* **WHAT IS EXPECTED**: Please give, word for word, the line containing "Exercise. Mark the yellow" and every line that comes after it in the data below.

* **PROVIDED ENTRIES**:

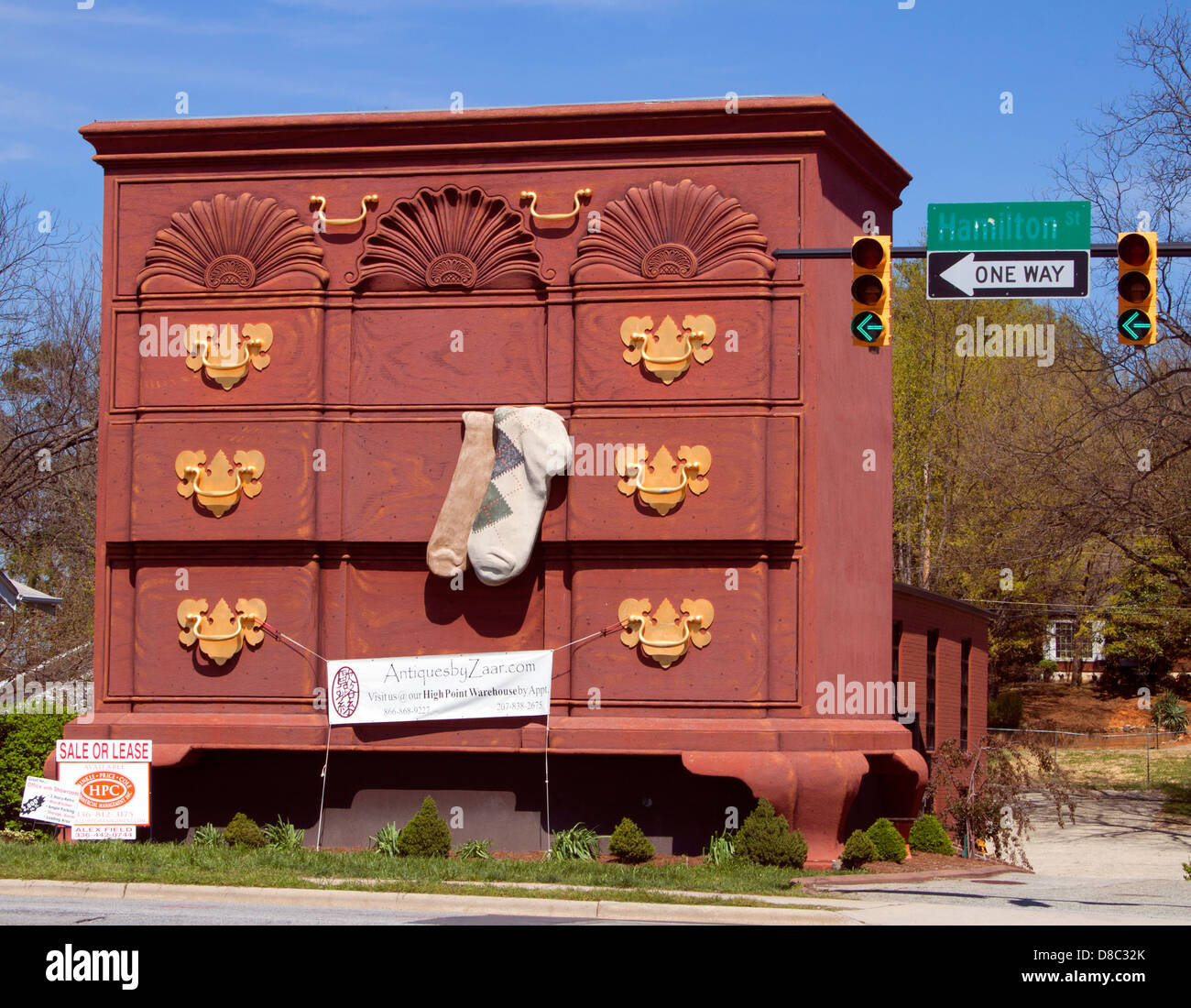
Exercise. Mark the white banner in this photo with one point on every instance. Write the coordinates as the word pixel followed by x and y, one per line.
pixel 49 801
pixel 440 686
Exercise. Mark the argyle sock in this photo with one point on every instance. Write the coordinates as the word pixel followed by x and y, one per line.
pixel 531 447
pixel 447 550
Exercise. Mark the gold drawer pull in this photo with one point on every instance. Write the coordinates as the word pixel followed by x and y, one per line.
pixel 529 194
pixel 318 203
pixel 233 630
pixel 678 345
pixel 678 631
pixel 251 349
pixel 226 481
pixel 632 465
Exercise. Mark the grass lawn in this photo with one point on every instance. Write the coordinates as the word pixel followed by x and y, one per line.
pixel 115 860
pixel 1124 770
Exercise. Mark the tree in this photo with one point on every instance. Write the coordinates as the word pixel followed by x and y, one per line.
pixel 1146 631
pixel 49 385
pixel 980 794
pixel 1135 170
pixel 975 493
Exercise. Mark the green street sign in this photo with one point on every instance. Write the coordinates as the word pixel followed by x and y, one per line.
pixel 1134 325
pixel 868 326
pixel 1005 226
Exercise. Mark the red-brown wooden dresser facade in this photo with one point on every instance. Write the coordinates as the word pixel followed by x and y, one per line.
pixel 449 297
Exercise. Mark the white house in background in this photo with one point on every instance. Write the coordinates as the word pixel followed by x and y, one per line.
pixel 1061 647
pixel 15 594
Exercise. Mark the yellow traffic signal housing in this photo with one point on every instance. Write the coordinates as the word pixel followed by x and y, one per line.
pixel 870 274
pixel 1138 288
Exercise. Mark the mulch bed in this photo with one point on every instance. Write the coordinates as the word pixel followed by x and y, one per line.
pixel 923 861
pixel 604 860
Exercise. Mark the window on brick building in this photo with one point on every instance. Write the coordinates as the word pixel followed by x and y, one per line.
pixel 932 660
pixel 965 659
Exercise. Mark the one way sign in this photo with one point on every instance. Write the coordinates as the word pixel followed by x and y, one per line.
pixel 957 276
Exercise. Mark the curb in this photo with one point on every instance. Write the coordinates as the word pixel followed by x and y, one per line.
pixel 429 904
pixel 886 877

* **REPLY TO THE TASK**:
Exercise. Mark the yellow traffic signal housing in this photo with one point on every instance. Write the coordinates as the word pixel followed by x and y, one per line.
pixel 870 274
pixel 1138 288
Exercise. Mark the mulch bed in this photo with one point on every instance. Write the coordinates as the word pixel followed by x and y, one per line.
pixel 923 861
pixel 604 860
Exercise. Mark the window on brick building in this photo with one point on every instance. Write the coordinates as the word pixel followed by x and y, one per line.
pixel 932 660
pixel 965 659
Exercise. Mark the one way sign in this photo with one point on every instance. Write the coordinates as the word pixel followed by x and y, one per line.
pixel 957 276
Exercise. Mark the curb in this photo with one point on every instance. Write the coordinates as the word pixel followed by x and y, one per line.
pixel 429 904
pixel 886 877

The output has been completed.